**Stored data**
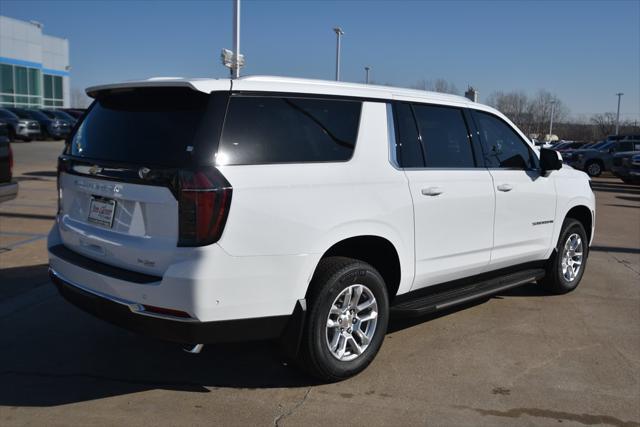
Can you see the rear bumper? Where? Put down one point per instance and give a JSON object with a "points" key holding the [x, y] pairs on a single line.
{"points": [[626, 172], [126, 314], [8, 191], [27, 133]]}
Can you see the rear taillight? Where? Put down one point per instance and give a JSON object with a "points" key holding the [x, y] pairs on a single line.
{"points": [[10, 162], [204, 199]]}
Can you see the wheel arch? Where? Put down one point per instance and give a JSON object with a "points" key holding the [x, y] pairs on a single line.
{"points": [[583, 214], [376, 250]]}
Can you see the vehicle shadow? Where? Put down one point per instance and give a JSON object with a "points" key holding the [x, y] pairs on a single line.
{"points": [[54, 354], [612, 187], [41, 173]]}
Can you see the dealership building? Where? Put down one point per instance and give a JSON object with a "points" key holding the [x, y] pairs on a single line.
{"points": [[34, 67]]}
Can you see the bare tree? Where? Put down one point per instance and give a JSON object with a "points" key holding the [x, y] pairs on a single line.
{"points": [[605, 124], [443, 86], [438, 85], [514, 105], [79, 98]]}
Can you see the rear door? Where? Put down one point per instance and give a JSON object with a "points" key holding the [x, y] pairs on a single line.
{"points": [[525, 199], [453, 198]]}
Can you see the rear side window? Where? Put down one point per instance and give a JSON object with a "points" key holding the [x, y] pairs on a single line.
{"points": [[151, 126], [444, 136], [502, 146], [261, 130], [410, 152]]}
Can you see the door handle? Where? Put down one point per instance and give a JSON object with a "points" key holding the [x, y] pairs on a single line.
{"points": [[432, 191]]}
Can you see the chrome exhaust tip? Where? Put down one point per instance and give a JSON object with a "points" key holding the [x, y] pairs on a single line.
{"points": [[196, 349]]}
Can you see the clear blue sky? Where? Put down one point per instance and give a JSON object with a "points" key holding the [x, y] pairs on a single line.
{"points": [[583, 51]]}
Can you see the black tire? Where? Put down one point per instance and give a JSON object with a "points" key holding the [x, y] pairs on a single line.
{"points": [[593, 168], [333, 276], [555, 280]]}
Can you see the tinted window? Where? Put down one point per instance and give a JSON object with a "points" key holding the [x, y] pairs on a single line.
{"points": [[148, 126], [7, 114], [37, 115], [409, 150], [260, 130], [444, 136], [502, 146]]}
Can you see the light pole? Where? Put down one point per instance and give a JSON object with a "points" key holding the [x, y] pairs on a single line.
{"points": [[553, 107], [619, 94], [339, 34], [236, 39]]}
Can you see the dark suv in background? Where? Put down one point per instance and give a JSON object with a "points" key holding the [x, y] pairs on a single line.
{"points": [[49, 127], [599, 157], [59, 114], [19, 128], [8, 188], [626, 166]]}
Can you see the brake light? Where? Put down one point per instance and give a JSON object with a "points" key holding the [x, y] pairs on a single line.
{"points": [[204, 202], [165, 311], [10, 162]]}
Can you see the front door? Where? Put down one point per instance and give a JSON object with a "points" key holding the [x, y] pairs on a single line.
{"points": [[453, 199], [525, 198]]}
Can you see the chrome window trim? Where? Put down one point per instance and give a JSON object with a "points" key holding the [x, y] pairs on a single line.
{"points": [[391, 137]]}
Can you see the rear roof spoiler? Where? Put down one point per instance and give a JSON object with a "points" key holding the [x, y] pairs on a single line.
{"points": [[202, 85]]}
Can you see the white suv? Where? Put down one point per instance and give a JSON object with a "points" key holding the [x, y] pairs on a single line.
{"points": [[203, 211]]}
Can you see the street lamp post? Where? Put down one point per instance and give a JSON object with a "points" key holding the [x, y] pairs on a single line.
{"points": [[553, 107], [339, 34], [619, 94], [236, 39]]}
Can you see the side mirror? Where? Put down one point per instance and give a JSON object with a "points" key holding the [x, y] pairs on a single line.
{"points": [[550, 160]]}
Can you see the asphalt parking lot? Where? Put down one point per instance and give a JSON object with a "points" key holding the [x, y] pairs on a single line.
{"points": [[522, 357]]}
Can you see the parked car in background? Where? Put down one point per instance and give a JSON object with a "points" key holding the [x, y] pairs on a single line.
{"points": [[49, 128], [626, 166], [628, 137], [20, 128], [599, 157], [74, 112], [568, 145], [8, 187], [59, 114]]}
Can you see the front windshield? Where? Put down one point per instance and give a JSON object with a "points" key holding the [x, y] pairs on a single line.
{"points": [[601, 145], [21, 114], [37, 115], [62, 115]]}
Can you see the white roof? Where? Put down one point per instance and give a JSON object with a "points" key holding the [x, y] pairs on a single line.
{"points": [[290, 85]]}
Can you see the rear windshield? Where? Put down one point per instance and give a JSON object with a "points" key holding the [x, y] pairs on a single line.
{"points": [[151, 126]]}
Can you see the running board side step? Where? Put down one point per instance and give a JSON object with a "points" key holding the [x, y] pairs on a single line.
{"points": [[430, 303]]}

--

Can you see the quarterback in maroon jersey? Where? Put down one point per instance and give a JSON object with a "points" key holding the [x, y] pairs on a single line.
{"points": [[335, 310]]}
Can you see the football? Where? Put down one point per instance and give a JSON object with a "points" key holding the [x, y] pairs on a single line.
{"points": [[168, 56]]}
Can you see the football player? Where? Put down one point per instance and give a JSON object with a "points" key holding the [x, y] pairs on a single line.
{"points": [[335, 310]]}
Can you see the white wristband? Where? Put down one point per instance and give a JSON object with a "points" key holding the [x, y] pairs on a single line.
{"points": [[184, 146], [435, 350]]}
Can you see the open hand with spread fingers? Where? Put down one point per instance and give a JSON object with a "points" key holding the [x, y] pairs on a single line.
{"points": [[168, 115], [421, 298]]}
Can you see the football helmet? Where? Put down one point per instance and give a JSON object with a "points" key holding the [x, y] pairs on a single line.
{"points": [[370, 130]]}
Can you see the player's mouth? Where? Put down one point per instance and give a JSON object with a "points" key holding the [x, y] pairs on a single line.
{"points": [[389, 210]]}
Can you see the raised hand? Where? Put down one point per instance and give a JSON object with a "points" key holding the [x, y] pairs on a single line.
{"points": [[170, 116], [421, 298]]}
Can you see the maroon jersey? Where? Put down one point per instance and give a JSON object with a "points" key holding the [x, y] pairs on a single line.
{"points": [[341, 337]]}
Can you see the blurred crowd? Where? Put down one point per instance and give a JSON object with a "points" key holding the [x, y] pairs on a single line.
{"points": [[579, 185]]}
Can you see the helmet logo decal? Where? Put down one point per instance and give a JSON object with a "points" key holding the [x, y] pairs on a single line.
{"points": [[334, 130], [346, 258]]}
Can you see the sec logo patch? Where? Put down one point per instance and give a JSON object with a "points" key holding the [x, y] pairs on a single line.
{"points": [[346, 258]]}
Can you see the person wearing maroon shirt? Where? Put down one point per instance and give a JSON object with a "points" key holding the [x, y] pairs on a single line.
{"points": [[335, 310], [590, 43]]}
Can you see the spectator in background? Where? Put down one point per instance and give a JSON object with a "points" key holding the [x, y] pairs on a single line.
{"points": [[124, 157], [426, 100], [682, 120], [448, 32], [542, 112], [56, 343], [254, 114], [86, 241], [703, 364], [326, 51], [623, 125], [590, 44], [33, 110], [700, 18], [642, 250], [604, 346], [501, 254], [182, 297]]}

**Short task**
Please count the rows above that contain the word "window" and reply with only that number.

**Worked solution**
3